Each entry that follows must be output without any deviation.

» **Records from a dataset**:
%%

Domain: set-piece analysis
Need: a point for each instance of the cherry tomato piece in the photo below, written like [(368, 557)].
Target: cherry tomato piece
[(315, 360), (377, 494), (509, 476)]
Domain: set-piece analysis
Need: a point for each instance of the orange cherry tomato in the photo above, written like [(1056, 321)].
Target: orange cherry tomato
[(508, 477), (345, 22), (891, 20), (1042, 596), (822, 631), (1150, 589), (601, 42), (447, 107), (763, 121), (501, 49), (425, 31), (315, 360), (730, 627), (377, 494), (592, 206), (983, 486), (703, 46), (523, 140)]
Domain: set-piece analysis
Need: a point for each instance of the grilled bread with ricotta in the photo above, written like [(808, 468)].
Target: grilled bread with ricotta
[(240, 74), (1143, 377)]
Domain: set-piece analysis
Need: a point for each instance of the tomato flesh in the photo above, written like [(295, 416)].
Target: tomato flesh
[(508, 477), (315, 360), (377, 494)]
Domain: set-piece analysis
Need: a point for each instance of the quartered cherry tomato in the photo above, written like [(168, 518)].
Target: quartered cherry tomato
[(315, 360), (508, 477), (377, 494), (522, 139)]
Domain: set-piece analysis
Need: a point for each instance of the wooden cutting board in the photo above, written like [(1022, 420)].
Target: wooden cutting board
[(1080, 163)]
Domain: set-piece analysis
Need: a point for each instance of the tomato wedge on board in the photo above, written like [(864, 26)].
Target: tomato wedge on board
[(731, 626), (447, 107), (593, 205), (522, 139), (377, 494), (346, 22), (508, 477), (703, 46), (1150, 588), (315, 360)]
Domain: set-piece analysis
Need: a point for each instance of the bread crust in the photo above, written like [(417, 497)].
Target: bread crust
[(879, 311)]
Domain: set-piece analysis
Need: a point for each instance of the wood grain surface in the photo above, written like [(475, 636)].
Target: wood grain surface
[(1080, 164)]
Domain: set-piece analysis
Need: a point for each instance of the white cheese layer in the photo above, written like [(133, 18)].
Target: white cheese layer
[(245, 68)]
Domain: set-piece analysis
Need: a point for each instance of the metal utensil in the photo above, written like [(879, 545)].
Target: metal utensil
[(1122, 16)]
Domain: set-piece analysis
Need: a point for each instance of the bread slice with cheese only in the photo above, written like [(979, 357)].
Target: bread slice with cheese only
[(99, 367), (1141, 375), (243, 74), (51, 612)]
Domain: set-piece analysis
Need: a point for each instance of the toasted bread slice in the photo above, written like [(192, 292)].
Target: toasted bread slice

%%

» **Written response**:
Domain: set-piece analysis
Need: a point for each instance of the cherry tomato piece in the photo below, written like [(368, 557)].
Target: cherry tomato piece
[(315, 360), (377, 494), (509, 476)]
Domain: set-piece analysis
Need: a point for each instance of the orange cherry tomato in the photo above, written like [(1056, 321)].
Target: orange cherry tomato
[(508, 477), (345, 22), (891, 20), (1042, 596), (822, 631), (1150, 589), (601, 42), (447, 107), (763, 121), (501, 49), (425, 31), (315, 360), (730, 627), (377, 494), (592, 206), (983, 486), (703, 46), (523, 140)]
Domain: set-piece analysis
Need: a point for each instance of the grilled bread with ricotta in the photo above, written like [(808, 468)].
Target: grilled bread with ricotta
[(240, 74), (1143, 377)]
Domain: set-piece analysis
Need: a point for each instance of the tomato flesh in the photo above, written like [(295, 416)].
Target: tomato flesh
[(508, 477), (315, 360), (377, 494)]
Domain: set-piece analysis
Need: a point for each instance of the quartered cherry tomato in the photo above, written like [(168, 518)].
Target: quartered cherry tomato
[(315, 360), (508, 477), (377, 494), (522, 139)]
Domain: set-piece analysis
Need: a point for each instance of the wooden cutting board in the photo above, written like [(1022, 420)].
Target: wooden cutting board
[(1080, 163)]
Domain: set-piece analysis
Need: a point for each instance of the tomato wedge on board in the photo above, written like [(864, 26)].
Target: tomato wedge on board
[(731, 626), (447, 107), (593, 205), (522, 139), (377, 494), (346, 22), (508, 477), (703, 46), (1150, 588), (315, 360)]
Domain: set-piece analysis
Need: a point for each instance of the bread crust in the photo above, written like [(417, 497)].
Target: bread crust
[(879, 311)]
Domain: set-piece analysis
Need: a point for each instance of the wood grain surface in the photo above, written like [(475, 636)].
Target: wood grain surface
[(1080, 164)]
Domain: set-piece analysis
Need: a point for each instance of the white cheese layer in the photo above, written like [(133, 18)].
Target: white cheese layer
[(245, 68)]
Domain: set-piece analysis
Need: a point for each instance of the metal utensil in the photo above, written like [(879, 545)].
Target: metal utensil
[(1122, 16)]
Domain: set-piece analysis
Need: a point for each instance of the bread slice with cheese only in the photo above, written like [(979, 357)].
Target: bread slice with cheese only
[(99, 367), (1141, 375), (243, 74), (51, 612)]
Domain: set-piece analysis
Need: a point for each instance of the toasted bread slice in the photo above, written like [(192, 292)].
Target: toasted bread slice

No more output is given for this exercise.